_Required action_.
Nothing is needed except the lines below that run from the one with "# put a marker on the brown" through the one with "# put a marker on the tree bark, one", repeated exactly.
*** Supplied material Section Begins ***
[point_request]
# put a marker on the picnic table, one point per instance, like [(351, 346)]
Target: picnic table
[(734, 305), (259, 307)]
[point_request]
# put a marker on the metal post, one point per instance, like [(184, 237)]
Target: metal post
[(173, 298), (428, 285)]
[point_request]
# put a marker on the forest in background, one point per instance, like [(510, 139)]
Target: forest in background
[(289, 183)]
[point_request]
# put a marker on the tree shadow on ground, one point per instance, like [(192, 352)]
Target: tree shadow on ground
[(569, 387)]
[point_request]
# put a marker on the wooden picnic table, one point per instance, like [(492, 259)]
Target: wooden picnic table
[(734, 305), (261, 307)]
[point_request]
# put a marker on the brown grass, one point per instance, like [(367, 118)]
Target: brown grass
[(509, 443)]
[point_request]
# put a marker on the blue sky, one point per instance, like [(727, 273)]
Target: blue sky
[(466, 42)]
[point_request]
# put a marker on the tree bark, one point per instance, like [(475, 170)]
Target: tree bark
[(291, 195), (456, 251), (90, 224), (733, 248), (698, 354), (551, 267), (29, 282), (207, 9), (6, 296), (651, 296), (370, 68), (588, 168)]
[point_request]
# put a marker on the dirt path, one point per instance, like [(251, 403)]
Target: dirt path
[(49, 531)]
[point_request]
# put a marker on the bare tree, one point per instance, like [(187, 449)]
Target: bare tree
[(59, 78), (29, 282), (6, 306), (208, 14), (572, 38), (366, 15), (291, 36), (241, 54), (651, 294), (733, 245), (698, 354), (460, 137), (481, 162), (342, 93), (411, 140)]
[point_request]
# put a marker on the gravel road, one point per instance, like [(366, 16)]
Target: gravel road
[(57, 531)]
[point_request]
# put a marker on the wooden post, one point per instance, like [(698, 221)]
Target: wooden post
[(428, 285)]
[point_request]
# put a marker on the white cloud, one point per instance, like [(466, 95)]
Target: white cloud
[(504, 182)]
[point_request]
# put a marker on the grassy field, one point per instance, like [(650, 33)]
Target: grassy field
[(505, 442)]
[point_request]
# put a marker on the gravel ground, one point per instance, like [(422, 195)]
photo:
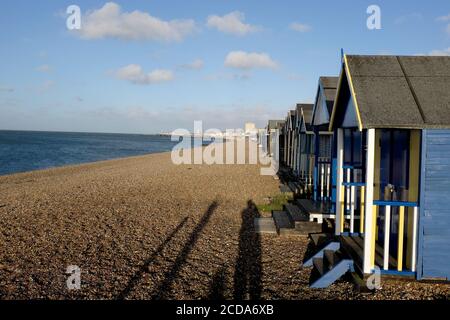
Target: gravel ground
[(143, 228)]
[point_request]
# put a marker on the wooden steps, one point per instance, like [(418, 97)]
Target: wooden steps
[(293, 221)]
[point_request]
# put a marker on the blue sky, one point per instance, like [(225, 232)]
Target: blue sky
[(151, 66)]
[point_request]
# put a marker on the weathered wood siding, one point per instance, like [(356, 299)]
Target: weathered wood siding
[(434, 227)]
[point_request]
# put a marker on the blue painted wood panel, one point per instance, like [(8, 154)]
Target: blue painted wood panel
[(434, 228)]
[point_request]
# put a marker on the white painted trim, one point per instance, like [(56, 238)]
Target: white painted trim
[(414, 240), (387, 234), (368, 227), (352, 209), (339, 177), (348, 188), (321, 179)]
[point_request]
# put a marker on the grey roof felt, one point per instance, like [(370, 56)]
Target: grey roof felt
[(275, 124), (401, 92), (329, 85), (307, 112)]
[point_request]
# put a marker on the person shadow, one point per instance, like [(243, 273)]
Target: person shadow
[(247, 280)]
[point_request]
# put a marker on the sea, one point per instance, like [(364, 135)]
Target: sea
[(22, 151)]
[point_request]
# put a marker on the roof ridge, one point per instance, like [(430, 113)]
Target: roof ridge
[(416, 99)]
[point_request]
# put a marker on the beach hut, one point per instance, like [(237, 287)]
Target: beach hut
[(391, 119), (323, 160), (274, 138), (305, 149), (289, 139)]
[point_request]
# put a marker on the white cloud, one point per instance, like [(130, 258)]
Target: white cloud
[(110, 22), (245, 60), (409, 17), (300, 27), (444, 52), (135, 74), (232, 23), (44, 68), (194, 65), (6, 89), (46, 86), (443, 18)]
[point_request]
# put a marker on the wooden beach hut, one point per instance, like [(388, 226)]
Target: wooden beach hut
[(323, 159), (305, 148), (275, 143), (391, 119), (289, 139)]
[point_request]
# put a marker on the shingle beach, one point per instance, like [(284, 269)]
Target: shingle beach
[(144, 228)]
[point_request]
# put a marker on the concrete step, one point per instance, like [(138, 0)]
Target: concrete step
[(320, 240), (284, 224), (331, 258), (296, 213), (307, 227), (318, 265), (265, 225)]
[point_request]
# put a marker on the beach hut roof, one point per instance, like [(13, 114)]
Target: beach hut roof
[(323, 106), (275, 124), (397, 91), (306, 110)]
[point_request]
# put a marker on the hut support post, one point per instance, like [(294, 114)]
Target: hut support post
[(339, 180), (370, 214)]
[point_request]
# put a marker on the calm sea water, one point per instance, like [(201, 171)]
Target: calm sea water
[(22, 151)]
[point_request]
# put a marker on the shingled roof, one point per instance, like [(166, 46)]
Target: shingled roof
[(329, 85), (400, 91), (307, 110), (275, 124)]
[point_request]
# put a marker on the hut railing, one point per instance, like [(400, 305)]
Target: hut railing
[(324, 178), (401, 206), (352, 198)]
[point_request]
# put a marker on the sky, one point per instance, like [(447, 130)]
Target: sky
[(152, 66)]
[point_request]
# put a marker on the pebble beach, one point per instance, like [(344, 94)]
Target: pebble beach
[(144, 228)]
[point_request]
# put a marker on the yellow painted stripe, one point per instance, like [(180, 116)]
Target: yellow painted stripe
[(401, 227), (333, 111), (374, 230), (342, 195), (361, 215), (352, 88), (413, 192)]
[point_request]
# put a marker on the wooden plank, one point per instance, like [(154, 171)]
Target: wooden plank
[(339, 180), (370, 223)]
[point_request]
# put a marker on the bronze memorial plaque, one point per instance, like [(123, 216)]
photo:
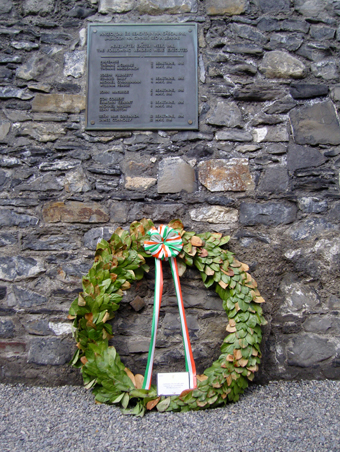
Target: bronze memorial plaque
[(142, 77)]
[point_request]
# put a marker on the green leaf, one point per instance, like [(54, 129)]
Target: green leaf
[(125, 400), (163, 405)]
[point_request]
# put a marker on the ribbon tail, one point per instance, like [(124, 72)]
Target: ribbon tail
[(189, 358), (154, 326)]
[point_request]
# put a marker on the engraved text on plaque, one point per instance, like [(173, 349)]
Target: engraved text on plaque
[(142, 77)]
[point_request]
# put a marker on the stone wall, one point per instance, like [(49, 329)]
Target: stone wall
[(263, 167)]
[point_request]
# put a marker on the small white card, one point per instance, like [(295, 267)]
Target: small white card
[(172, 383)]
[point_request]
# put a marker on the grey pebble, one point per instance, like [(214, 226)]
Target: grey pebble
[(295, 416)]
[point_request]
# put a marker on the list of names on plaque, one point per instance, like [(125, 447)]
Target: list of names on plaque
[(142, 77)]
*** Supplied material Section Ends ***
_Result below_.
# put a marker on the brown grass, one point per instance, like [(367, 118)]
Target: brown grass
[(509, 443)]
[point_request]
# put a marker on the blue sky, one point per instance, like [(727, 273)]
Target: blue sky
[(466, 42)]
[point_request]
# put a marker on the tree bark, one point per instance, like [(475, 170)]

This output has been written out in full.